------ SOURCE DATA ------

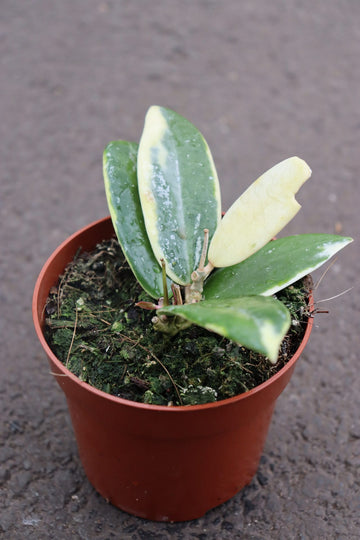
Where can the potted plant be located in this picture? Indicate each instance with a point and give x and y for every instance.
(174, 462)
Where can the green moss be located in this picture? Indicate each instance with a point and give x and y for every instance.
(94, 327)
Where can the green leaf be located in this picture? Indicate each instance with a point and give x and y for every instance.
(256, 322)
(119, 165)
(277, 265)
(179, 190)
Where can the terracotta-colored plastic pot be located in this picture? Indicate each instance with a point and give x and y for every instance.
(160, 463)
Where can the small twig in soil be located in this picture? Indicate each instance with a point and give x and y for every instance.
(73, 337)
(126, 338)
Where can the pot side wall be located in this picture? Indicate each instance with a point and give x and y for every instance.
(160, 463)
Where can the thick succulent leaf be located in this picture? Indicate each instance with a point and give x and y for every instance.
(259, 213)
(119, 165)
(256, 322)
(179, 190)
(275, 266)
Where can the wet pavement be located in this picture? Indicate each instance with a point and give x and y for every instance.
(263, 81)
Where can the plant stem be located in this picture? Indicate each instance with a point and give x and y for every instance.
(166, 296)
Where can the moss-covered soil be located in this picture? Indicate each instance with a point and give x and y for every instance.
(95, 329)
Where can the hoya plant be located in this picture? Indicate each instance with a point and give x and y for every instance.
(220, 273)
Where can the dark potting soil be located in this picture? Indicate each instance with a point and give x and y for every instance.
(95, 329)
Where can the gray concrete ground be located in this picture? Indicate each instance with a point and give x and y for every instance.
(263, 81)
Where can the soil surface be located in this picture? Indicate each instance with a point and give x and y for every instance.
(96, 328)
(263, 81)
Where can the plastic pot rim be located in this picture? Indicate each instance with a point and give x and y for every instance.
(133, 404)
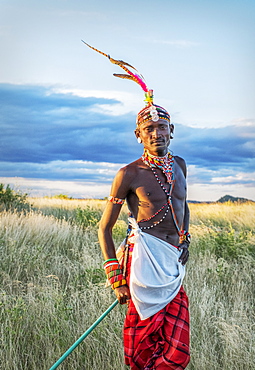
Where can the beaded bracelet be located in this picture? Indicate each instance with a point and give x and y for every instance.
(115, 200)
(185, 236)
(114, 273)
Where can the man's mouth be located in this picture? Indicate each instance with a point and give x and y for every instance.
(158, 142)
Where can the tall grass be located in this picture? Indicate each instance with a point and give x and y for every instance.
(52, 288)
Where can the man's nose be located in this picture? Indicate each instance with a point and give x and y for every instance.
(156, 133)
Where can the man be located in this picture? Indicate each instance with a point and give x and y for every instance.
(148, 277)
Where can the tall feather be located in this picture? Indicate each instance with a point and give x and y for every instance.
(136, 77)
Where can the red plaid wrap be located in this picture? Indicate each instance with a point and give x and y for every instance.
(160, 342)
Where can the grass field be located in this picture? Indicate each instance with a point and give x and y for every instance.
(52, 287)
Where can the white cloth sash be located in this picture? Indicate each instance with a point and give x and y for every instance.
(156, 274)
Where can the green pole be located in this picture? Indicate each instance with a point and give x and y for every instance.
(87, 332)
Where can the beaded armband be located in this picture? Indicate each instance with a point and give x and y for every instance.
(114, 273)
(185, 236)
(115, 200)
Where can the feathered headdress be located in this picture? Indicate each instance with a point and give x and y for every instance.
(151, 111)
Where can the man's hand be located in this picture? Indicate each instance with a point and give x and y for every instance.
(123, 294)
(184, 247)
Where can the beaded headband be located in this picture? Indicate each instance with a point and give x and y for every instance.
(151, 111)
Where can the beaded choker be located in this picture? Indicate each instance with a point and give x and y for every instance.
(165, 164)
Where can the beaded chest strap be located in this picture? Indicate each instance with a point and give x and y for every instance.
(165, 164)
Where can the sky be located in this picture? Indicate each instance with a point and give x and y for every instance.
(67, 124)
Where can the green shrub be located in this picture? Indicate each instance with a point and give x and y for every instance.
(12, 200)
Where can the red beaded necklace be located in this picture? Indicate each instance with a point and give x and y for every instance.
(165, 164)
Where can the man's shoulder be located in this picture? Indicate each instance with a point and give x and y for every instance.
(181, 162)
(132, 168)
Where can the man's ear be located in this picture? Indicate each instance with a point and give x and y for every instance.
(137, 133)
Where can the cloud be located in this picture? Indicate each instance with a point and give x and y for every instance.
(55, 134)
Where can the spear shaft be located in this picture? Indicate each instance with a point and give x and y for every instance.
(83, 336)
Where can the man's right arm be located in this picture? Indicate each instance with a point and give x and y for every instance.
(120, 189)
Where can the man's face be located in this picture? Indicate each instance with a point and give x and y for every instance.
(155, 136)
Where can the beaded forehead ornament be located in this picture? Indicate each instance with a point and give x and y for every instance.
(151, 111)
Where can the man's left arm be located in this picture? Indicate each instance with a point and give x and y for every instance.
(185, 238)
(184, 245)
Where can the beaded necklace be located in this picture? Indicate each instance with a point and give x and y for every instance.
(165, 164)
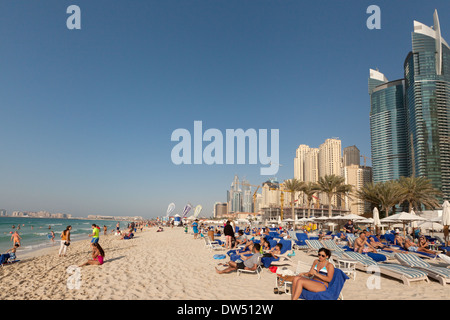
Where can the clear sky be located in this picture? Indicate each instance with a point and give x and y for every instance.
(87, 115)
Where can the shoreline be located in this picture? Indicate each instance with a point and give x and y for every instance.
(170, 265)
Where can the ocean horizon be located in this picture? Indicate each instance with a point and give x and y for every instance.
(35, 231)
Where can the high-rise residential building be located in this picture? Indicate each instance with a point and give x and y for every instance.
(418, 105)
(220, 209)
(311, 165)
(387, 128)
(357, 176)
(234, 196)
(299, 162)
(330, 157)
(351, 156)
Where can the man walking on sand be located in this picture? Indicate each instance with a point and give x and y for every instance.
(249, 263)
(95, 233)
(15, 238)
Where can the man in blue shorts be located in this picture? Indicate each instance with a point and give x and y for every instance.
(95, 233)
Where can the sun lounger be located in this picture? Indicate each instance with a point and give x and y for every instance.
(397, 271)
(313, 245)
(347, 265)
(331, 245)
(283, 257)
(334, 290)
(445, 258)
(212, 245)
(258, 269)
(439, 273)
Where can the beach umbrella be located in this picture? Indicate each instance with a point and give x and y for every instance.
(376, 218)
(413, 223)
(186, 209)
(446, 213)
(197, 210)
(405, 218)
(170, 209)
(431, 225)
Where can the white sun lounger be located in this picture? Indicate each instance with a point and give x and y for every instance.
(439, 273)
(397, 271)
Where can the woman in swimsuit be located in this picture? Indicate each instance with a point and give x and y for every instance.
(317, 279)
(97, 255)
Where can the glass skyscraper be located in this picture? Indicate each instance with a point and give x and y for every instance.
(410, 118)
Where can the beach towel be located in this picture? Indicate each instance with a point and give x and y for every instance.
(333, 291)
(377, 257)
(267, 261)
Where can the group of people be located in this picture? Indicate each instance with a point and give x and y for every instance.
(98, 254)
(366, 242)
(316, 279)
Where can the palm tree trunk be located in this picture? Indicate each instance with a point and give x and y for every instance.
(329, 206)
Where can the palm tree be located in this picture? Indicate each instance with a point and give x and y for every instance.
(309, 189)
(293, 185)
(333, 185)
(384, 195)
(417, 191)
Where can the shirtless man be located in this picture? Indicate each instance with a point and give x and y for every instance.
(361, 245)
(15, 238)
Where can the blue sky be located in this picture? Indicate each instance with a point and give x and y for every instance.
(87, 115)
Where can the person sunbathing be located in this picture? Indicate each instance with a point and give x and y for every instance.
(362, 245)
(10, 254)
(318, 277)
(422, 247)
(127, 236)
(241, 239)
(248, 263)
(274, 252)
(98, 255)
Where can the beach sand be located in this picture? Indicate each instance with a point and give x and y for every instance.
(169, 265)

------
------ SOURCE DATA ------

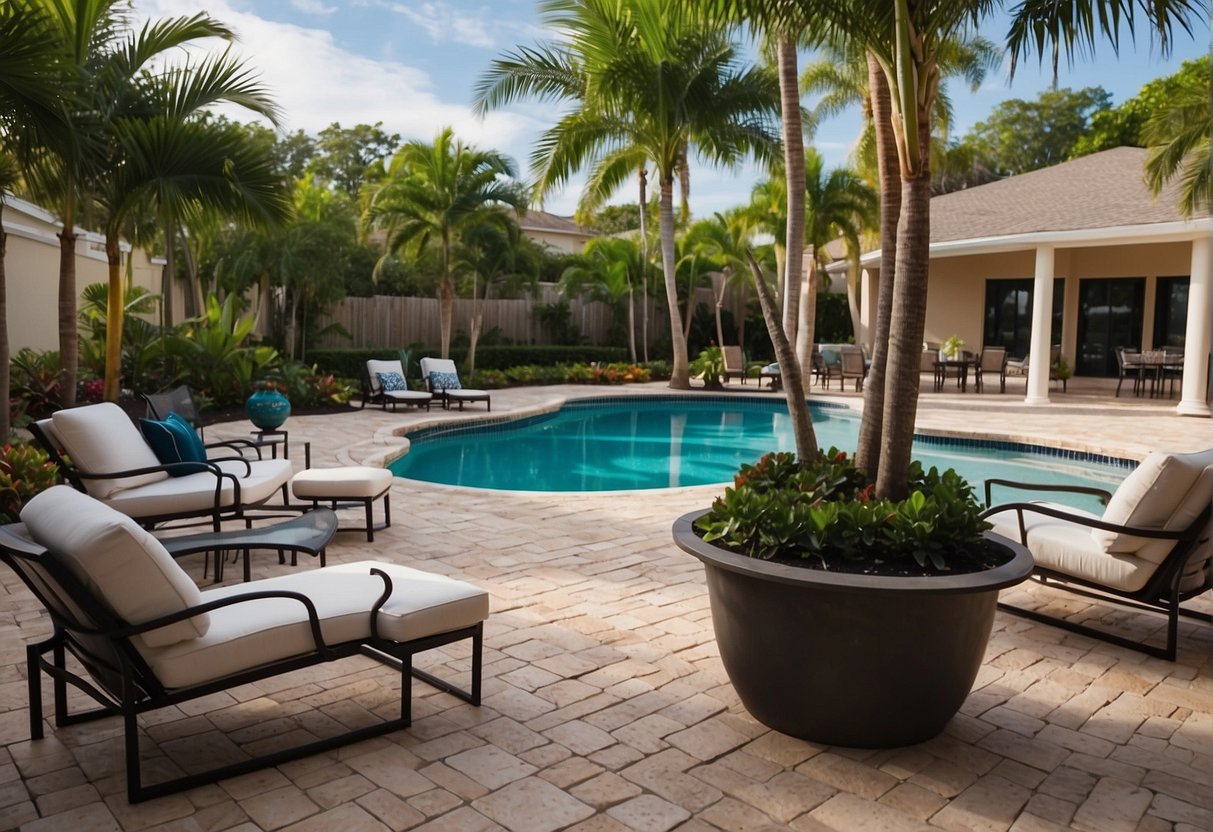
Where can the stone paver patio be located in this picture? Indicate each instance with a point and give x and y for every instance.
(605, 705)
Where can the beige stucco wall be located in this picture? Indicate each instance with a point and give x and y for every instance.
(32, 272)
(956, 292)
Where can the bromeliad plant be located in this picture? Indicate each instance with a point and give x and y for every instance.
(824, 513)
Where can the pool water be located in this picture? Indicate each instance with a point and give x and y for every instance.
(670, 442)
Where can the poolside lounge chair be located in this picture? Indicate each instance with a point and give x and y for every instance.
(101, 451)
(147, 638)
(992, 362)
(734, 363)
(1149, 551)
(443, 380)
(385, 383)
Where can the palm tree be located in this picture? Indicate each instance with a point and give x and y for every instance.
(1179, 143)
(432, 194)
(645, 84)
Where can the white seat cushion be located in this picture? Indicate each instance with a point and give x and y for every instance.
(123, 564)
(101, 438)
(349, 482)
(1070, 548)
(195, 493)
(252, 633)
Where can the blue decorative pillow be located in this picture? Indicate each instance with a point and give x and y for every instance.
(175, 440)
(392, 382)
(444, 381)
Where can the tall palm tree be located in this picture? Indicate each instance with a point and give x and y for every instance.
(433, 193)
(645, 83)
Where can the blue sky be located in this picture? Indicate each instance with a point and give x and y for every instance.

------

*EXERCISE DETAILS:* List every line of the records that contains the word "beach", copying each line in full.

*CORRECT RESPONSE:*
Where can the beach umbrella be located in this picture? Indicate each instance with a point and give x and y for every instance.
Where can the beach towel be located in this picture? Indicate each instance with a point and give x and y for every instance.
Where can the beach sand be located in this picture? Indicate each instance with a point and give x and y for every instance.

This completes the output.